→ **REQUIREMENTS**:
Reproduce every item below verbatim, omitting the picture.

→ **DATA TO PROCESS**:
start

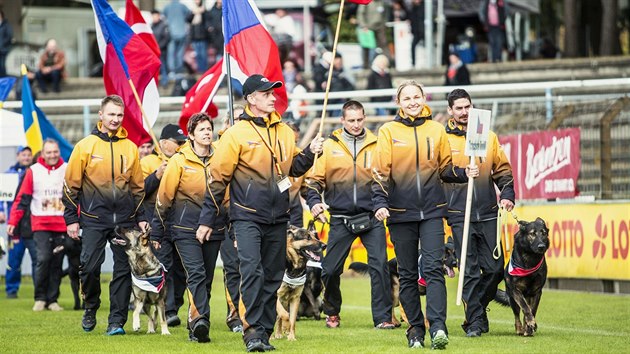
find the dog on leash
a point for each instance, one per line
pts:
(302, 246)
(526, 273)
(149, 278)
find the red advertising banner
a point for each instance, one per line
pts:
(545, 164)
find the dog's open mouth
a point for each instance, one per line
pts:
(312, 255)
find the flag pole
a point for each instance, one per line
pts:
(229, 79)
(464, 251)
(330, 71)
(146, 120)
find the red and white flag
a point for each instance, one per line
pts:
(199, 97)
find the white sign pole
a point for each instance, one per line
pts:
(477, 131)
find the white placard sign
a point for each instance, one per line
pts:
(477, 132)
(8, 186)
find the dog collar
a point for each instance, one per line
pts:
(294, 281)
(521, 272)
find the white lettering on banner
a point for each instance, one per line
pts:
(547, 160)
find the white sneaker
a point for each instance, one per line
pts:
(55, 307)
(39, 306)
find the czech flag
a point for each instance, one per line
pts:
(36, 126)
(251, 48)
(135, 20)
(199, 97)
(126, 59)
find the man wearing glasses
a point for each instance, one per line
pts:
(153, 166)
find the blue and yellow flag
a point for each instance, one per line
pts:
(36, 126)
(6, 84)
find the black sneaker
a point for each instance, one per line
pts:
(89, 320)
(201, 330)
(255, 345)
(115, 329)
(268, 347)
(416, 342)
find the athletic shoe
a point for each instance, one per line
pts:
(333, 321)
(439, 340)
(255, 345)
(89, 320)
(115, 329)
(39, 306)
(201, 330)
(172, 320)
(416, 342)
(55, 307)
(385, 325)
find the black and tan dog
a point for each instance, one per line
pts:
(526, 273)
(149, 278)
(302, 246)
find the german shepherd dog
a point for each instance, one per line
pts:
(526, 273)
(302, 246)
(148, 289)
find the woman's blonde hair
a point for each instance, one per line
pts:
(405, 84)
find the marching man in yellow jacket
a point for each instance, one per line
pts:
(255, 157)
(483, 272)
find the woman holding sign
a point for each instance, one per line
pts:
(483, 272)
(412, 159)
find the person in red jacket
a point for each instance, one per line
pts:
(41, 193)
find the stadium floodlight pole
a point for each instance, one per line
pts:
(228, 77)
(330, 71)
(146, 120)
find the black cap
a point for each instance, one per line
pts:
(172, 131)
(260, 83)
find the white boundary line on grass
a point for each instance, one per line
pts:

end

→ **TASK RESULT**:
find the dog on leash
a point for each instance, one per line
pts:
(302, 246)
(526, 273)
(149, 278)
find the red advertising banner
a point for each instance, one per line
pts:
(545, 164)
find the dog's open mouth
a point for each instance, one per line
pts:
(312, 255)
find the flag pole
a point for each instance, one per line
pts:
(229, 79)
(464, 251)
(330, 71)
(146, 120)
find the red and white flag
a point for each instance, one per line
pts:
(199, 97)
find the white sign pole
a point for each instance, one per line
pts:
(477, 131)
find the white placard sign
a point for each instance, one per line
pts:
(477, 132)
(8, 186)
find the dog collar
a point for each instance, one per line
pts:
(294, 281)
(521, 272)
find the white lettering on banner
a point for each instance, one per line
pts:
(547, 160)
find the white sneaker
a point for each instance, one per line
pts:
(55, 307)
(39, 306)
find the czech flag
a point for each instance, one per line
pts:
(36, 126)
(251, 48)
(135, 20)
(199, 97)
(126, 59)
find the man wearing glasses
a point for each instance, one per line
pts:
(153, 166)
find the blue and yellow flag
a point for each instance, one per line
pts:
(36, 126)
(6, 84)
find the black sneaker
a point for each instance, one per line
pts:
(89, 320)
(201, 330)
(255, 345)
(115, 329)
(268, 347)
(416, 342)
find the athletic shoe
a point for each instance, one per line
pts:
(333, 321)
(439, 340)
(255, 345)
(89, 320)
(115, 329)
(39, 306)
(201, 330)
(172, 320)
(416, 342)
(55, 307)
(385, 325)
find the black and tan dog
a point for each instance, one per line
pts:
(526, 273)
(149, 278)
(302, 246)
find the german shepherd dog
a point for each instance, one per line
pts:
(526, 273)
(302, 246)
(148, 289)
find the woman's blonde hair
a point for each instance, one per line
pts:
(405, 84)
find the marching man in yellow jacket
a point for each instance, one per line
pts:
(255, 157)
(483, 272)
find the woman holding sign
a point for each instance, one per line
pts:
(483, 272)
(412, 159)
find the person in red jacket
a point for each instance, one per line
pts:
(41, 193)
find the stadium floodlight pole
a point for each instance, one per line
pts:
(228, 77)
(330, 71)
(146, 120)
find the black cap
a point for each instance, one per line
pts:
(172, 131)
(260, 83)
find the white boundary line on grass
a point for each instance, one per line
pts:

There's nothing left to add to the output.